_RECORD EXCERPTS_
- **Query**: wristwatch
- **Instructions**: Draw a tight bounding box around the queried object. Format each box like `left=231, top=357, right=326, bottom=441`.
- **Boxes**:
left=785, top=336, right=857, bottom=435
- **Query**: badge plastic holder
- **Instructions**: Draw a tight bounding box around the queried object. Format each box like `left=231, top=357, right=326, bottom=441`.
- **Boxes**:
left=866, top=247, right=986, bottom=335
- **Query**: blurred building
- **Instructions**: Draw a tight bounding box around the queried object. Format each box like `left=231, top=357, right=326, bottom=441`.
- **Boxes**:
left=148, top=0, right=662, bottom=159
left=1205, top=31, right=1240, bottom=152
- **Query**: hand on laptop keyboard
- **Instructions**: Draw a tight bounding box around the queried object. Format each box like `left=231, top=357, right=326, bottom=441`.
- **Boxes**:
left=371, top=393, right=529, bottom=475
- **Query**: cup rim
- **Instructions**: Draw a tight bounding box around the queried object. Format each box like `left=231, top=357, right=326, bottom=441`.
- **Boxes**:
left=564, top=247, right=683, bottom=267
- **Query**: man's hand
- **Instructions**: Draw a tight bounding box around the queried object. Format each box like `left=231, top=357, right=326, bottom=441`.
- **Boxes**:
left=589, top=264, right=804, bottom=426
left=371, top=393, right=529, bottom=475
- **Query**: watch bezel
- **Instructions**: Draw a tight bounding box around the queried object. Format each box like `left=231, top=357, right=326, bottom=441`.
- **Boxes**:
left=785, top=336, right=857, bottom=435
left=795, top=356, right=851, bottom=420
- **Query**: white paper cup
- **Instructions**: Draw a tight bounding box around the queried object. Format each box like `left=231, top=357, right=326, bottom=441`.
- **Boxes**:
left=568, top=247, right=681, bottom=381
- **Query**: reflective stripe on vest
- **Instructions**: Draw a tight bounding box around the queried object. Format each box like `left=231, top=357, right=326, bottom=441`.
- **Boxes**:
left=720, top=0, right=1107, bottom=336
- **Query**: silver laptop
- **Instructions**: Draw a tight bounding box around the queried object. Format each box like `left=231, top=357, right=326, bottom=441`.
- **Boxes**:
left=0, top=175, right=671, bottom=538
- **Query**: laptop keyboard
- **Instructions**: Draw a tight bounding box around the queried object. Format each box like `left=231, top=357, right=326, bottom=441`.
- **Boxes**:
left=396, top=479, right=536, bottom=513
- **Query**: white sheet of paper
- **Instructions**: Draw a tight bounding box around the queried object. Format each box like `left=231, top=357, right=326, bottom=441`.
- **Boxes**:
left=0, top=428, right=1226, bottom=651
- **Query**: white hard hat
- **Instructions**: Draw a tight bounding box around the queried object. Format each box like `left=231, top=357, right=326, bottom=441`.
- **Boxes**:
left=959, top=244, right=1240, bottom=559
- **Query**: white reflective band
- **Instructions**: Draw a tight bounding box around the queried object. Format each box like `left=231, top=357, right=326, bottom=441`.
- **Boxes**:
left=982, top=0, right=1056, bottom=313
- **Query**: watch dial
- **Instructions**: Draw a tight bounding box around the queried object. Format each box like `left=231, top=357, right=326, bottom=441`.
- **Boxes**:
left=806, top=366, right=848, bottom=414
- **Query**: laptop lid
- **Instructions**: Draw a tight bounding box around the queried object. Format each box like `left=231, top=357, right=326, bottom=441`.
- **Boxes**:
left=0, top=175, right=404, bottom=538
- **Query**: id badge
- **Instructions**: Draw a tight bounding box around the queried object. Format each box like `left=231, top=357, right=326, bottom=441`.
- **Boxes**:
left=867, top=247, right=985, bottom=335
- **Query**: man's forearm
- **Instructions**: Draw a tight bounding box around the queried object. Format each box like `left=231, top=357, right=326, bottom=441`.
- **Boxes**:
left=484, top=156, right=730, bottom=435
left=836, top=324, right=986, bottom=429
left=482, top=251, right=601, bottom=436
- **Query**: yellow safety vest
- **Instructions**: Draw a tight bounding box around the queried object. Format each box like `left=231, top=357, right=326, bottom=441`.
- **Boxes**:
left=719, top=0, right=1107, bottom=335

...

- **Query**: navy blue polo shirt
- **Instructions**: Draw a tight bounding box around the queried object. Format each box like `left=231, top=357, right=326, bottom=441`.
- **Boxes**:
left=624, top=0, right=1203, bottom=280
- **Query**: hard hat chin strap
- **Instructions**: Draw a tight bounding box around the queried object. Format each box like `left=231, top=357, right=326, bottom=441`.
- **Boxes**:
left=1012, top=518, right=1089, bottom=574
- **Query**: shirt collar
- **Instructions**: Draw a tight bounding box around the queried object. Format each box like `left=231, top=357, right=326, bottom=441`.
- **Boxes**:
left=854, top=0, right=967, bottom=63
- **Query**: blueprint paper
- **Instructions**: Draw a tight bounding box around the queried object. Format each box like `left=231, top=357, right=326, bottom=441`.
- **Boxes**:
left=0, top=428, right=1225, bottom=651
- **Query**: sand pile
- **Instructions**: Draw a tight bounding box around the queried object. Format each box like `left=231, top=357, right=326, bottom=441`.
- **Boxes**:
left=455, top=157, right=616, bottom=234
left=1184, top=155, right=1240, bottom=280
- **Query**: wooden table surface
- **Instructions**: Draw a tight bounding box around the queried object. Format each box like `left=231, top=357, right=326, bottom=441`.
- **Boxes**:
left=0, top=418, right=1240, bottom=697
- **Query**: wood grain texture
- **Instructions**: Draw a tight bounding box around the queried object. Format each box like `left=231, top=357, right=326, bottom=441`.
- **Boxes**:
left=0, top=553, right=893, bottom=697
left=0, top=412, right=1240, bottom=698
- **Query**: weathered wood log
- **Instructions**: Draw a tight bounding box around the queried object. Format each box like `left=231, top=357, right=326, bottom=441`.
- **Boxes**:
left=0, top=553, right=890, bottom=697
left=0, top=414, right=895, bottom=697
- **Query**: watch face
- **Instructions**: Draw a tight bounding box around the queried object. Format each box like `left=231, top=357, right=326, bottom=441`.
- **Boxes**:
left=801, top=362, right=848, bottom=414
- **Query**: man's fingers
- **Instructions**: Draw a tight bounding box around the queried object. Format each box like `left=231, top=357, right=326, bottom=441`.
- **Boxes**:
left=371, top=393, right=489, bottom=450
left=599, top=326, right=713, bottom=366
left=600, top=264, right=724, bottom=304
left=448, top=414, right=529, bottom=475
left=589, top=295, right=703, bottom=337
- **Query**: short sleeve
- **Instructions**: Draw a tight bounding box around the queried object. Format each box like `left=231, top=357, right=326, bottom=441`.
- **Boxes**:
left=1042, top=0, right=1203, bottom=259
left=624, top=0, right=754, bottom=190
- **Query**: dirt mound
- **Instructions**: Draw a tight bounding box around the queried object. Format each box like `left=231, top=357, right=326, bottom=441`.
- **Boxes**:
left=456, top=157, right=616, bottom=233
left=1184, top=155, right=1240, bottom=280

--

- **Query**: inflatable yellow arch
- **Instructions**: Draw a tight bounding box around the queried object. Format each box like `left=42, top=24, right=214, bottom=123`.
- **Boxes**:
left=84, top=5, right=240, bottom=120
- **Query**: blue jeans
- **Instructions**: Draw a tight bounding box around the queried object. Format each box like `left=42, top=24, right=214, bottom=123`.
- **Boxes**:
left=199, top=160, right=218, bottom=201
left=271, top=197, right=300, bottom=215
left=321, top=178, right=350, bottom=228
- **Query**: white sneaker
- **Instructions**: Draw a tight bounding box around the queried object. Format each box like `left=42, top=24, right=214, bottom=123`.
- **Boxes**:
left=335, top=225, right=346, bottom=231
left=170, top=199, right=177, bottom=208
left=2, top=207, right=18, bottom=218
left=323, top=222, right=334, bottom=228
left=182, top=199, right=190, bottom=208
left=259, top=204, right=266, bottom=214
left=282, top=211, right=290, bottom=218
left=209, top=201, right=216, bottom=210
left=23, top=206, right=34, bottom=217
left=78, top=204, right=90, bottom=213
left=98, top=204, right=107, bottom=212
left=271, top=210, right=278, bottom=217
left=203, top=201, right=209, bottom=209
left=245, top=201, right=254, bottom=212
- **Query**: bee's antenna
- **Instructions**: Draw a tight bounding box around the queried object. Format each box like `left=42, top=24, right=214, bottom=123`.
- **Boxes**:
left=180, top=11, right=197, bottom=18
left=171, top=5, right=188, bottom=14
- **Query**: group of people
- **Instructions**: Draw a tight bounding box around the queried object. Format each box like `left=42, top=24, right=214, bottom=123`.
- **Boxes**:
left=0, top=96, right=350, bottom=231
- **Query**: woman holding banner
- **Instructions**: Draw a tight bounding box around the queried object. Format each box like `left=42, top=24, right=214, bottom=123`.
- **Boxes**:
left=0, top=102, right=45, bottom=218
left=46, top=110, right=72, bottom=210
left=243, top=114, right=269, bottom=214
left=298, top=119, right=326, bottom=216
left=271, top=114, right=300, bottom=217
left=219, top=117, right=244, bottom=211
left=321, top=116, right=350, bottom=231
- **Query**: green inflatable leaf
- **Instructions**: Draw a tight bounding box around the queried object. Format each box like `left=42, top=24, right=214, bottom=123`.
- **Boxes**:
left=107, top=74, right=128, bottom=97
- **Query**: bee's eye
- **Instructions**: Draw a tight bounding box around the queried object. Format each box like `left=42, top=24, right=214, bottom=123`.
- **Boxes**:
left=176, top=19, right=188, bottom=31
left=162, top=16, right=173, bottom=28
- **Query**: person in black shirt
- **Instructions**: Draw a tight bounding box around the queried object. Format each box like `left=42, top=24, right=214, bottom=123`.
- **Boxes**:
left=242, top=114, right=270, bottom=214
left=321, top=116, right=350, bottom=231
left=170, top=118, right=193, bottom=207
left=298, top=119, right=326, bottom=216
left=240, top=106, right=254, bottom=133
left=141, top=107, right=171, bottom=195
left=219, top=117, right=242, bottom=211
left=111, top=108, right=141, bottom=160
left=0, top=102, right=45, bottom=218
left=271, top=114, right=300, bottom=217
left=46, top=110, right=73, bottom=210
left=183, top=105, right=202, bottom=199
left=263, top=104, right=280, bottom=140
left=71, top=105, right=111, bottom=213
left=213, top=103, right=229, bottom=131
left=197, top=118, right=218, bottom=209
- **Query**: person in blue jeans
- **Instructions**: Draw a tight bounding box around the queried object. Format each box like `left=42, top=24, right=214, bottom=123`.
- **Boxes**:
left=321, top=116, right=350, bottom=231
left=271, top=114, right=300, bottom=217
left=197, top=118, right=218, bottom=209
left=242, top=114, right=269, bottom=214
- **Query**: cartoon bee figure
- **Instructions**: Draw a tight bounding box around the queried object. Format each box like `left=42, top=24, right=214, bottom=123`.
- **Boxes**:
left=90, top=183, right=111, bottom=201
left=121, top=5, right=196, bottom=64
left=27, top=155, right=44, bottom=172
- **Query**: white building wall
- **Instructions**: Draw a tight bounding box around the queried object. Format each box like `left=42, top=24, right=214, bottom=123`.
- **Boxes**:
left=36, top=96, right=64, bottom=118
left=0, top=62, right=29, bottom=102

_GIVEN PROBLEM_
Extract the lines of the material word for word, starting with the line containing "- **Query**: bee's antenna" and going through the line containing "left=0, top=96, right=350, bottom=231", both included.

_FINAL RESULT_
- **Query**: bee's antenna
- **Instructions**: Draw a tight bounding box around the queried object. Format each box like `left=42, top=24, right=214, bottom=123`.
- **Boxes**:
left=180, top=11, right=197, bottom=18
left=171, top=5, right=188, bottom=14
- **Query**: group of people
- **Instructions**: Draw a tight bounding box around the queried object. Format each box like `left=42, top=24, right=214, bottom=123`.
- **Boxes**:
left=0, top=96, right=350, bottom=231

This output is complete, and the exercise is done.